### SOURCE TEXT
* BEGIN *
Analysis of typical failure modes of building curtain wall insulating glass.

1. Preface

The development of high-efficiency energy-saving glass is one of the important ways to reduce building energy consumption. Insulating glass is a glass product composed of two or more pieces of glass, separated by a spacer frame with a desiccant in the middle and sealed around the periphery. It has good thermal insulation performance and has been widely used in building doors, windows, and curtain walls. At present, the most widely used structural glass in new buildings around the world is insulating. The production technology and application technology of insulating glass in some developing countries are quite mature and widely used in practice, which has brought significant energy-saving effects to commercial buildings and residential buildings.

The use of organic materials (structural glue, polysulfide glue, etc.) on the edge of insulating glass has defects such as easy aging, weather resistance, air tightness, and relatively poor water tightness. The energy-saving effect of insulating glass is easy to decline or even fail over time, and its durability is difficult to Match the life of the building. After the insulating glass structural adhesive is used for a certain period, its physical aging will also weaken the bonding interface strength, causing interface cracking and air leakage under the action of environmental cyclic loads. Due to the huge usage of insulating glass worldwide and the factors of the insulating glass itself, the quality and safety problems of insulating glass in some developing countries are relatively prominent. This article systematically summarizes various failure modes of insulating glass on the building curtain wall and details the failure reasons. Through the analysis of this article, it is expected to guide technicians to design and use curtain wall insulating glass more reasonably, reduce the occurrence of safety and quality accidents, and improve the safety, reliability, and durability of insulating glass.
* END *
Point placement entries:
* BEGIN *
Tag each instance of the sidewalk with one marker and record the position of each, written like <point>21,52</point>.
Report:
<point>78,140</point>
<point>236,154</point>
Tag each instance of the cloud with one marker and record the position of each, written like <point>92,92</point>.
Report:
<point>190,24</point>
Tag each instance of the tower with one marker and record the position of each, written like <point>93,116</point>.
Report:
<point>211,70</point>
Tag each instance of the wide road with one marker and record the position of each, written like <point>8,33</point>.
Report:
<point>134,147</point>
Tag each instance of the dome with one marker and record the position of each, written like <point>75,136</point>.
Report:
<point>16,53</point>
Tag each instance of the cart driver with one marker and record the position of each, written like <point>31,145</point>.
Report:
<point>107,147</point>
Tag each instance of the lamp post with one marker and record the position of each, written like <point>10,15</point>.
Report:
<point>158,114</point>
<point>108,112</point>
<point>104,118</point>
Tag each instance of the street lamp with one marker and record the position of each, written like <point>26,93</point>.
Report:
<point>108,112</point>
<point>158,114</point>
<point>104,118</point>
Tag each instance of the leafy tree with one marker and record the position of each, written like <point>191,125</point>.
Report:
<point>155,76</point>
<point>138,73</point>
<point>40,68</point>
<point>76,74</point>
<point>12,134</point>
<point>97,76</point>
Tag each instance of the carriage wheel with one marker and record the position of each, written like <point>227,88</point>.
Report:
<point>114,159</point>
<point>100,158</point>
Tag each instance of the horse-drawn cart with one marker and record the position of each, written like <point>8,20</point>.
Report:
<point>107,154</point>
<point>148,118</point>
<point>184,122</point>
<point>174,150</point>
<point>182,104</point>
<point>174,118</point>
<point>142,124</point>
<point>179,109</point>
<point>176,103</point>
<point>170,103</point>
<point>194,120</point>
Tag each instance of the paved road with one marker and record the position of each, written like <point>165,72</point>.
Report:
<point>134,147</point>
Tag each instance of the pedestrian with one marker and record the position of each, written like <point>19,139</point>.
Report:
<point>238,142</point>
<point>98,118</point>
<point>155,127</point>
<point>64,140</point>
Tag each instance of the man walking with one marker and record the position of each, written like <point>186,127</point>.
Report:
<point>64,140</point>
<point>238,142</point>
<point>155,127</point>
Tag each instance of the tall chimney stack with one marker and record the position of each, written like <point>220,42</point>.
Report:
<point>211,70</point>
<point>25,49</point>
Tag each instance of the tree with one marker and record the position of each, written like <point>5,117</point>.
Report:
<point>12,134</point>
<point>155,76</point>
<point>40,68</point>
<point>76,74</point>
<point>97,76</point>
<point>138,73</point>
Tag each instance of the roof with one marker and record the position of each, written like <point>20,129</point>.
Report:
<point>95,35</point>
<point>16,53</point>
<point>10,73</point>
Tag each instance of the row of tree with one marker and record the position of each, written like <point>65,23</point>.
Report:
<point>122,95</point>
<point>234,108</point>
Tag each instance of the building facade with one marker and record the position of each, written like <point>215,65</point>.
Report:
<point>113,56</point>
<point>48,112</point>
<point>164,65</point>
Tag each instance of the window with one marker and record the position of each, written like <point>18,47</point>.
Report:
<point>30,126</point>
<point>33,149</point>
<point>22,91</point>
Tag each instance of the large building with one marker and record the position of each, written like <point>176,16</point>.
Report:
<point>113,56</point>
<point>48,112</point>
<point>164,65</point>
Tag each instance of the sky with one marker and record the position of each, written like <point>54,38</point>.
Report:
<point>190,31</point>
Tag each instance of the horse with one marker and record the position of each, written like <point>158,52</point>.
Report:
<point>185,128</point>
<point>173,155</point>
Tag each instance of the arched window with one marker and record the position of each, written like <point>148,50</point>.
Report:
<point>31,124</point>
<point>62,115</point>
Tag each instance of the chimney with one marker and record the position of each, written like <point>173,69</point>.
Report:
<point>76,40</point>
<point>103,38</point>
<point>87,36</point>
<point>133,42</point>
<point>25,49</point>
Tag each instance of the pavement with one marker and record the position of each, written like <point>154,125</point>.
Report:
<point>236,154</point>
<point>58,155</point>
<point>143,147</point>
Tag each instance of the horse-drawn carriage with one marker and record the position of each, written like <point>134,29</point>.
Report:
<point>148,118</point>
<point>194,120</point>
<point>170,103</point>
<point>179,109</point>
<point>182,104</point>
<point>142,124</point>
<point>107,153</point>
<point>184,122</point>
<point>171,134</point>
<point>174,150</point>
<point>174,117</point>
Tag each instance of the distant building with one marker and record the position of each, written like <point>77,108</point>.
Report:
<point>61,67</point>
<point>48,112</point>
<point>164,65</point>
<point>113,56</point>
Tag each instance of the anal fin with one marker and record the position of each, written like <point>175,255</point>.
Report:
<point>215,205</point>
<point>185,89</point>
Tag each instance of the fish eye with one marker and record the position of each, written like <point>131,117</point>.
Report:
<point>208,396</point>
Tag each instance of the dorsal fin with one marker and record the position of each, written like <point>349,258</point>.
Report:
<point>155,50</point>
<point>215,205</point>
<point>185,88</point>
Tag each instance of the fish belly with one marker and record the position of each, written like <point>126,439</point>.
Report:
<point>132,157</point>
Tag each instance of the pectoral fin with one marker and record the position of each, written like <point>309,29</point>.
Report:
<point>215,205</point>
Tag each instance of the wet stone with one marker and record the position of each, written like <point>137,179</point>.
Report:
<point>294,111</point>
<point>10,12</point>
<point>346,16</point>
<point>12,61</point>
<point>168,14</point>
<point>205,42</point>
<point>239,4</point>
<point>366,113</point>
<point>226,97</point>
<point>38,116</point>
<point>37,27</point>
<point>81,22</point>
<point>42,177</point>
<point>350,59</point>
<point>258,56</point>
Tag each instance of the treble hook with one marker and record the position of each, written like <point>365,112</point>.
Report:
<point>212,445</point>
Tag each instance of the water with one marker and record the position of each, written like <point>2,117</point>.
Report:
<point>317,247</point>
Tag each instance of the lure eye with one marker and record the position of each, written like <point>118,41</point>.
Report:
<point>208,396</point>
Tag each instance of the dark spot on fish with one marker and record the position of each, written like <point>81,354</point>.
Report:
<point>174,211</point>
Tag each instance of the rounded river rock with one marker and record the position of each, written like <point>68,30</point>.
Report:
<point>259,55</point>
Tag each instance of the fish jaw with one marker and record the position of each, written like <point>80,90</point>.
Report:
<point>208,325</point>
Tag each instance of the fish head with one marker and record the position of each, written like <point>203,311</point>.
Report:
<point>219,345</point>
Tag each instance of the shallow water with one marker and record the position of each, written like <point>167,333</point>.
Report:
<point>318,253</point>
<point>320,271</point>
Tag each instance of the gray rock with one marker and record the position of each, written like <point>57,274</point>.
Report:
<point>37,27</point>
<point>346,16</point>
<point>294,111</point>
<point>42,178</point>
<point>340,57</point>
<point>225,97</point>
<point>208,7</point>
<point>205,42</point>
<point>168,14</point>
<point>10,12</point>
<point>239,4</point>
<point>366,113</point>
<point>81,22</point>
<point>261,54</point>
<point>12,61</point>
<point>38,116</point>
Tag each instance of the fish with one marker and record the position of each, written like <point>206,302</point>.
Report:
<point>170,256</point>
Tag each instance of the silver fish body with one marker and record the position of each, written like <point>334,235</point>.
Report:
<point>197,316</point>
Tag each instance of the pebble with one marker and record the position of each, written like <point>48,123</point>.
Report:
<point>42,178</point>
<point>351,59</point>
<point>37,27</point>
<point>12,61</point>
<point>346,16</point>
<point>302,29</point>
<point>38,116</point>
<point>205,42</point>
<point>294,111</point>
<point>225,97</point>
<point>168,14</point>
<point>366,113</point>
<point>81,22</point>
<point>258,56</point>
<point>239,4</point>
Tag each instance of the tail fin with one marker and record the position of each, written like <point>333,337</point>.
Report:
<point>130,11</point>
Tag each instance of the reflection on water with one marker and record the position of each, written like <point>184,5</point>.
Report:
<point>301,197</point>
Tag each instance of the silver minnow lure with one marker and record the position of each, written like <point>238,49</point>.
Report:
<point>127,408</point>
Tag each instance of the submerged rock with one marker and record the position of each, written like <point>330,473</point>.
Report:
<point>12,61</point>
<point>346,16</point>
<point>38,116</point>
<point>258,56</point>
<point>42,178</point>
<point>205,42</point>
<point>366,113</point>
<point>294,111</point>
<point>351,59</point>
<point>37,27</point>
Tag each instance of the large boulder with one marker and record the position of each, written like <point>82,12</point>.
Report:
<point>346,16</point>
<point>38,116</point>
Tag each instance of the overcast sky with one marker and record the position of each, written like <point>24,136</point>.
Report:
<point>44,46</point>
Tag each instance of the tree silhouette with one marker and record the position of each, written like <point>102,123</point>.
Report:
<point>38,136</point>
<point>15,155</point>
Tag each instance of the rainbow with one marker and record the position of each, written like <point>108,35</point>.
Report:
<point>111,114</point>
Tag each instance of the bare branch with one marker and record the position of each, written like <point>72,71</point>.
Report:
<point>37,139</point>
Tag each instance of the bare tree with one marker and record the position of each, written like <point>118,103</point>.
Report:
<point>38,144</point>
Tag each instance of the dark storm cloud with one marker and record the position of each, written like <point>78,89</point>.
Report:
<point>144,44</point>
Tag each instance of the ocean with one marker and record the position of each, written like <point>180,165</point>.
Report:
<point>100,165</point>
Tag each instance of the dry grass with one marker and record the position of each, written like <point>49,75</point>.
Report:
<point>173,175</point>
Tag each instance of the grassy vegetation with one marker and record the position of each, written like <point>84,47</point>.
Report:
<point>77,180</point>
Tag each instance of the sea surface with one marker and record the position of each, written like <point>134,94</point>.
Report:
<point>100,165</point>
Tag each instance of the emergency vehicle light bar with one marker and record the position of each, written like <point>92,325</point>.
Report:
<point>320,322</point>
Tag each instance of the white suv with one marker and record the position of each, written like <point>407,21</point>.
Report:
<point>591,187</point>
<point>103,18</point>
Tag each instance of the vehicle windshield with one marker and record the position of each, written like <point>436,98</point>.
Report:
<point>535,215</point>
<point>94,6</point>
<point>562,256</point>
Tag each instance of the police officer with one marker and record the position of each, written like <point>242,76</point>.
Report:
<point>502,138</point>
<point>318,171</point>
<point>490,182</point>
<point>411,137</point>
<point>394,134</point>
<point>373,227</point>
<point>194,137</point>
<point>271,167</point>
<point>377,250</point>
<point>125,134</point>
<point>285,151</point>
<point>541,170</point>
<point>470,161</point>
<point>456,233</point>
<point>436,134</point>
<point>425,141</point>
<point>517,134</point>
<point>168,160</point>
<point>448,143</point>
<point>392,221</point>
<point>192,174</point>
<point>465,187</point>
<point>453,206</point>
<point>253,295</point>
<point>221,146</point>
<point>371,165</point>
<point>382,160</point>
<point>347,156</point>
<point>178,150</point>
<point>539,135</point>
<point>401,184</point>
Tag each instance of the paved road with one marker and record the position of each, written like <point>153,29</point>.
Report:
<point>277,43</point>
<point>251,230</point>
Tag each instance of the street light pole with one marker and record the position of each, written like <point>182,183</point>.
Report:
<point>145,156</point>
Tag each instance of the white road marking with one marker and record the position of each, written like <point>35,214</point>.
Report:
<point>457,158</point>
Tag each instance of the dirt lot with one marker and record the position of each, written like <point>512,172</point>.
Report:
* END *
### PROBLEMS TO WORK ON
- a) In the insulating glass text, what separates the pieces of glass in an insulating glass unit?
- b) Retype the insulating glass text word for word, everything from "The development of" down to "and residential buildings.".
- c) Continue the insulating glass text from the point where it stops.

### ANSWERS
- a) A spacer frame with a desiccant in the middle.

- b)
The development of high-efficiency energy-saving glass is one of the important ways to reduce building energy consumption. Insulating glass is a glass product composed of two or more pieces of glass, separated by a spacer frame with a desiccant in the middle and sealed around the periphery. It has good thermal insulation performance and has been widely used in building doors, windows, and curtain walls. At present, the most widely used structural glass in new buildings around the world is insulating. The production technology and application technology of insulating glass in some developing countries are quite mature and widely used in practice, which has brought significant energy-saving effects to commercial buildings and residential buildings.

- c)
2. Typical failure modes of insulating glass

2.1 Insulating glass dew point, condensation, water accumulation

Insulating glass dew point and condensation are the most common failure modes. In the production process of insulating glass, if a sealant with a large gas permeability coefficient is selected, it is easy to cause poor sealing of the insulating glass, degumming and glue breakage of the insulating glass sealing member, sealant failure, and aging. Insufficient water tightness of the sealing member; some super-large insulating glass, due to temperature difference or installation, the sealing member of the insulating glass edge is dislocated and deformed too much, resulting in sealing failure. The above factors open the channel for the water vapor of the insulating glass to enter, resulting in the dew point of the insulating glass, and even the formation of water accumulation in the cavity (as shown in Figure 1), which directly causes the insulation function of the insulating glass to fail. When coated glass is used for insulating glass, due to the action of water vapor, a rainbow phenomenon will appear in the coated insulating glass cavity, or the film layer will be corroded and oxidized.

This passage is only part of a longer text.